● **Source**:
------
I want to start by talking about your characters in your new book. They’re generally from a very specific and similar background. They’re generally white, working class, Catholic Pennsylvanians, and they’re generally in pain—they’re depressed, downtrodden, demoralized, trapped and panicked. So it kind of begs the question: what do you have against happy and rich Protestants?
I think that happy and rich Protestants have become our expectation for literature in the United States, and it bores me to tears. I find that there’s a kind of middleclass literature that has become the norm, and I can’t read it. The idea of someone having to chose between two relatively cushy options just does not make a story for me.
And it’s my own experience. At a reading that I gave at Newberry College recently that I was kind of stunned by, I was asked the question, “What do you hope to accomplish with what you write?” It was a stunner coming from the undergraduate asking the question, and what I came to quickly was that the lives of the people I write about do matter, and I think in our political discourse and in the way the supposedly liberal party in this country only talks about the middle class—it’s always the middle class—and it’s as if people who are struggling, people who always have bad credit, people who always end up paying the higher price for things because they have bad credit, people who are kept in their circumstances because of where they started in the first place, but those stories don’t get told or they sort of get relegated to this backlist of not even working class literature—I don’t know what to call it—underclass literature. Years ago, at MIT, Dorothy Allison said that she didn’t hate rich people because we’re all kind of bottom-dwellers to rich people, but she hated the middle class because the middle class are the people who looked down on her in her poorer days. It didn’t go over so well at MIT, but it certainly made me think.
There’s that old adage that writers are supposed to write what they know. Do you feel like that’s part of the project of this book? That you’re writing what you know?
Always. And not just what you know, but who you know. There are definitely characters in the book who have happier, more stable lives than others, and some of the characters are really down-and-out. I think of Emilie, in the last story in the collection—she talks about her friends, and her friends live in the same town—they live within walking distance—but her best friend, May, has this kind of Draconian father, who insists that everything be orderly and nice, and they rebel against that, but when you see Amy’s life and her mother in a point of crisis, saying What should we do? What should we do? and she’s running for the bottle of Carlo Rossi Burgundy, it’s a person I know very well. It’s an aspect of people that I think I know very well, that we have this crazy idea that in periods of desperation, you know, when people are really pushed to the wall, that they’re just going to somehow magically find a spirit that will lift them up, a fairy godmother. And that’s not…it’s not…there are no fairy godmothers….
Generally, your protagonists in this book tend to be young and old, but not a lot of middle-aged folks, except for perhaps Elsa in “The Strange Ways People Are.” Everyone else seems either pretty young or fairly old. Do you feel like there’s a reason that you’re writing about people at those times in their lives?
When I was an undergraduate, I encountered a lot of work about kids, particularly the work of Lewis Nordan, who would become my mentor. Especially while I was studying with Buddy Nordan and Chuck Kinder at U Pitt, I was also very into Chuck’s first book, which was Snakehunter. I started an MFA program when I was very young, and so what else did I have to write about, except younger characters? I enjoy stories about younger characters. Theodore Weisner’s The Car Thief is another with an adolescent narrator that I found incredibly influential, and an absorbing story, so in a way that’s very connected to “write what you know.” I knew about being an adolescent. I knew about being on the edge of discovery about things like work and sex, and a lot of the things that show up I think in my work. The urge to sort of look beyond that, the urge to write about older characters, didn’t come until later. I remember there were times I tried it when I was a much younger writer, but I’d often kind of get sidetracked into writing their story—the story of an older character—when they were younger. That’s always what drew me back. “The Strange Ways People Are” was not exactly an early breakthrough, but an early success.
------
Dataset items
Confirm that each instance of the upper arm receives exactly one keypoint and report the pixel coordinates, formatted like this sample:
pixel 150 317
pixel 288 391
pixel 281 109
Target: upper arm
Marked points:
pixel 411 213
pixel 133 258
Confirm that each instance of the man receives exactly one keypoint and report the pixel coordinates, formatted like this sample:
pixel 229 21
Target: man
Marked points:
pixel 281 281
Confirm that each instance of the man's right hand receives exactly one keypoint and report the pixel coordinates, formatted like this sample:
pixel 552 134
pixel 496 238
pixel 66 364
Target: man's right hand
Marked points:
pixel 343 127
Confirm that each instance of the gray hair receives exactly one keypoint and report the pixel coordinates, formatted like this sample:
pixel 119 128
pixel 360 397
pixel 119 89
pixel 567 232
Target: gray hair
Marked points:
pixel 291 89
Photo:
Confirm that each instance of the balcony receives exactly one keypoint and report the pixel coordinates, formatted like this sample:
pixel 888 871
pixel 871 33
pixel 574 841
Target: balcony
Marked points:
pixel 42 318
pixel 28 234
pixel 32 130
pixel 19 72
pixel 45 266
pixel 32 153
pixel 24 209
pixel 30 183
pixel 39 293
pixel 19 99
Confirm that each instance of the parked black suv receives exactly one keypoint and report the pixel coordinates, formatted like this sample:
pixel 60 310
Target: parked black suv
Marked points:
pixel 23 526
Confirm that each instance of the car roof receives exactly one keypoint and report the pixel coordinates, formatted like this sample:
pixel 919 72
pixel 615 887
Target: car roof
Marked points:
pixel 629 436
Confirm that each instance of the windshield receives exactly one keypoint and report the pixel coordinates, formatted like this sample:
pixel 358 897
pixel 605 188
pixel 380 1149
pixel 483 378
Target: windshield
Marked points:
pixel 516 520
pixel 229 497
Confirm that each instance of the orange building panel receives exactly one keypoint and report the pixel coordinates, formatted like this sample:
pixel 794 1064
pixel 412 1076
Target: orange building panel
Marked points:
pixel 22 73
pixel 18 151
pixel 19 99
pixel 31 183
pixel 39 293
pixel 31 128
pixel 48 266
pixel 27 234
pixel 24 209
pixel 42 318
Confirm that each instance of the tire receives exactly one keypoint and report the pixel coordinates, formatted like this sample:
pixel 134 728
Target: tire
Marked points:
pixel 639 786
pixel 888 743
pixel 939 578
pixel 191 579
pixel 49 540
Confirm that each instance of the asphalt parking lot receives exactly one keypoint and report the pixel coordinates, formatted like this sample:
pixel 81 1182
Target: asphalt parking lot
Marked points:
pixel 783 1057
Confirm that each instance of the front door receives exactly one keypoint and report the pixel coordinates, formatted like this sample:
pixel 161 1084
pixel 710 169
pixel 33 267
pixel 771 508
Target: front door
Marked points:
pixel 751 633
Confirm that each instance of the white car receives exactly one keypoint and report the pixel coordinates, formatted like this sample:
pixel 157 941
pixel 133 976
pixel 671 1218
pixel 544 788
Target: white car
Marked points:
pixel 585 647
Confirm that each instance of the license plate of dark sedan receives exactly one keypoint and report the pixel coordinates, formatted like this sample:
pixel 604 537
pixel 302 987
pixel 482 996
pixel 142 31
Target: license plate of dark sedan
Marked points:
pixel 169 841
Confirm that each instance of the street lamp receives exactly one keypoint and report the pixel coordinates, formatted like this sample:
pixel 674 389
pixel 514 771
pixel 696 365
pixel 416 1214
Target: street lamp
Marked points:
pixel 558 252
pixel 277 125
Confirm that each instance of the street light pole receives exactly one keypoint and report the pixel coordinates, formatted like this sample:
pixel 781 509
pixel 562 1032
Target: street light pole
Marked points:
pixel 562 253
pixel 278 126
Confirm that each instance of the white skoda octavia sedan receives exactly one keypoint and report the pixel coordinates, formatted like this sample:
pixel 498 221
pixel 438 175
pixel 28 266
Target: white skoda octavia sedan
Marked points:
------
● **Exercise requirements**:
Retype everything in the interview from "I want to start" down to "story for me.". These records have no connection to the interview above.

● **Right answer**:
I want to start by talking about your characters in your new book. They’re generally from a very specific and similar background. They’re generally white, working class, Catholic Pennsylvanians, and they’re generally in pain—they’re depressed, downtrodden, demoralized, trapped and panicked. So it kind of begs the question: what do you have against happy and rich Protestants?
I think that happy and rich Protestants have become our expectation for literature in the United States, and it bores me to tears. I find that there’s a kind of middleclass literature that has become the norm, and I can’t read it. The idea of someone having to chose between two relatively cushy options just does not make a story for me.